What the exercise asks:
From the line that has "Spot the round" down to the final line of the listing below, transcribe every line exactly, and only those.
==== Excerpted data
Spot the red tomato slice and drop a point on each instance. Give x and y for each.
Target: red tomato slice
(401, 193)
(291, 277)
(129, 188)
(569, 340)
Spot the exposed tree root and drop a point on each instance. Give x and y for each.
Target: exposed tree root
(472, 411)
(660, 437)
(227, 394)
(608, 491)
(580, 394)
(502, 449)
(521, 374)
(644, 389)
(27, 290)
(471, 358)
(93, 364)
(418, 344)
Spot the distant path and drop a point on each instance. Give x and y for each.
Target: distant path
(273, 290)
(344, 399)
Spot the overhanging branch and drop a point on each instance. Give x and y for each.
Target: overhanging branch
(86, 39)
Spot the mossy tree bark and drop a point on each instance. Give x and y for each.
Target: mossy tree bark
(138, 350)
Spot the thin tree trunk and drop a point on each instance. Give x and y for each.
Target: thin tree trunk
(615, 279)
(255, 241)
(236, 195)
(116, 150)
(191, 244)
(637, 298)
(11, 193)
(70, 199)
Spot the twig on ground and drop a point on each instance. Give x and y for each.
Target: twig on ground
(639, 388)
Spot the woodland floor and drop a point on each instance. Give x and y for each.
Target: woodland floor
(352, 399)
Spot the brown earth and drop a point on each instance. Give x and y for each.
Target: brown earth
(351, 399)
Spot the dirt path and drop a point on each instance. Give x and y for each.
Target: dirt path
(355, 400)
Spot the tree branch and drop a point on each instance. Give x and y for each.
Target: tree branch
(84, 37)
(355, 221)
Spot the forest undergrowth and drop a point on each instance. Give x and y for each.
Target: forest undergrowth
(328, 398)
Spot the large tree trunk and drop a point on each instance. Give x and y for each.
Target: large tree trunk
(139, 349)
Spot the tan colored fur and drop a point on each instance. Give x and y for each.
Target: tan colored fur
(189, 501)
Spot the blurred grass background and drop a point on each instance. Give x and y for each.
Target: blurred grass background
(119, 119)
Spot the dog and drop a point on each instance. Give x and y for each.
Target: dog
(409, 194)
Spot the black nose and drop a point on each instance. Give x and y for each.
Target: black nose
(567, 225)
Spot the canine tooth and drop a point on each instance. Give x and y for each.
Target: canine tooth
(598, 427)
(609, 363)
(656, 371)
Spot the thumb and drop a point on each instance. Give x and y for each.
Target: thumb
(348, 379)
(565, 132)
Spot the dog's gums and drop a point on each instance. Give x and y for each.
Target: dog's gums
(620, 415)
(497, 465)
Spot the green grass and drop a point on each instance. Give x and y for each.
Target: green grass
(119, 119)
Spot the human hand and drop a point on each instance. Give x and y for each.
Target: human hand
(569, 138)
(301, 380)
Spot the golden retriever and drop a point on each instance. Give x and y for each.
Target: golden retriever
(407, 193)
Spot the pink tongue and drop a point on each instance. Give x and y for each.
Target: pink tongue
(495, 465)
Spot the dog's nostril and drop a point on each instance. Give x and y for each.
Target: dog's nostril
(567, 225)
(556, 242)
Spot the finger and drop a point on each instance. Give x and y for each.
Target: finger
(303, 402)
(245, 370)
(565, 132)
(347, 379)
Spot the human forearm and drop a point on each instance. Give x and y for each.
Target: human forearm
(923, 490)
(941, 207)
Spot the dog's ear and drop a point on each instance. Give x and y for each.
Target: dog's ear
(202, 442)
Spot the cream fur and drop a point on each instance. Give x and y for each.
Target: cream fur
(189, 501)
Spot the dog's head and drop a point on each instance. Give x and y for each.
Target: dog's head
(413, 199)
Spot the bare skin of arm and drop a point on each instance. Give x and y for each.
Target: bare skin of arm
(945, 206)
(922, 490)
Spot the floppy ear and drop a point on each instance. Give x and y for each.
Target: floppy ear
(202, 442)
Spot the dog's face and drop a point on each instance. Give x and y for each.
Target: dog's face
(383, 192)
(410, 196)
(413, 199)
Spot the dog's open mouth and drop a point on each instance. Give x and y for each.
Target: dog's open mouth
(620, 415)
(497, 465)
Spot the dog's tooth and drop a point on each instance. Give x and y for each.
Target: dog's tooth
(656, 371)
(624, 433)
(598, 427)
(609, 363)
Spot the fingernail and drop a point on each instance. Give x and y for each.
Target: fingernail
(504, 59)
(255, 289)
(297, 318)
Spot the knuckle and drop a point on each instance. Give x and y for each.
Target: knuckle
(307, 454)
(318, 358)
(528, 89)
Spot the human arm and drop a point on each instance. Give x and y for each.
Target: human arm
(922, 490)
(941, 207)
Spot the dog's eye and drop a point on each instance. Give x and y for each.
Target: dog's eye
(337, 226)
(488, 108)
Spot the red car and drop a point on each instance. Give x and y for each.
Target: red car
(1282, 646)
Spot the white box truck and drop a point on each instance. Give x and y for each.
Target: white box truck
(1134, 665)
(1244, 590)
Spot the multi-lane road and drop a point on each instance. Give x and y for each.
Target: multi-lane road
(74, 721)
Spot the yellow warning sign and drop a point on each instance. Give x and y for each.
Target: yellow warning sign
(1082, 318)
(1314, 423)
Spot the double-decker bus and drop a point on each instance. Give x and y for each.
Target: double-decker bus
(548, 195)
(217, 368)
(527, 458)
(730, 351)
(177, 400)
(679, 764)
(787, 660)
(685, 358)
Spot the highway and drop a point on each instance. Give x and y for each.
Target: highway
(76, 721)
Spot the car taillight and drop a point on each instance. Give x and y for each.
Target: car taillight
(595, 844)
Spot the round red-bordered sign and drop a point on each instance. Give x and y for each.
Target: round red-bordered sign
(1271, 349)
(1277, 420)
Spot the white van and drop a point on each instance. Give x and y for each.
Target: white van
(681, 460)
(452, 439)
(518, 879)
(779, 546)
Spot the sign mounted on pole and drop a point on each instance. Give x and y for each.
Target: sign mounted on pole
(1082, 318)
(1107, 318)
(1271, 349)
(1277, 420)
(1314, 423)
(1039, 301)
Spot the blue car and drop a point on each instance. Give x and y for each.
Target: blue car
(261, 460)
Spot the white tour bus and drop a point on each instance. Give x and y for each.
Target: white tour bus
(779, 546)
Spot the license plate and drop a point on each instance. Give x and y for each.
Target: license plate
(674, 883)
========
Answer:
Spot the round red-bordered sign and drop a point on each instance. Give x and y for each.
Target: round red-bordered sign
(1271, 349)
(1277, 420)
Spot the white van and drop a point on each instance. Give x and y for each.
Target: white van
(681, 460)
(452, 439)
(518, 879)
(779, 546)
Spot the sign mounted on pole and drop a point on each instance. Give x and y for each.
Target: sign mounted on pole
(1082, 318)
(1107, 318)
(1271, 349)
(1277, 420)
(1314, 423)
(1039, 301)
Spot the blue car and drop a point on each instance. Give x and y for each.
Target: blue car
(261, 460)
Spot the white tour bus and drop a point on each instance. Give x and y for each.
Target: white tour bus
(779, 546)
Spot the license plate and drop a point on each instance. Give x and y for each.
Target: license plate
(674, 883)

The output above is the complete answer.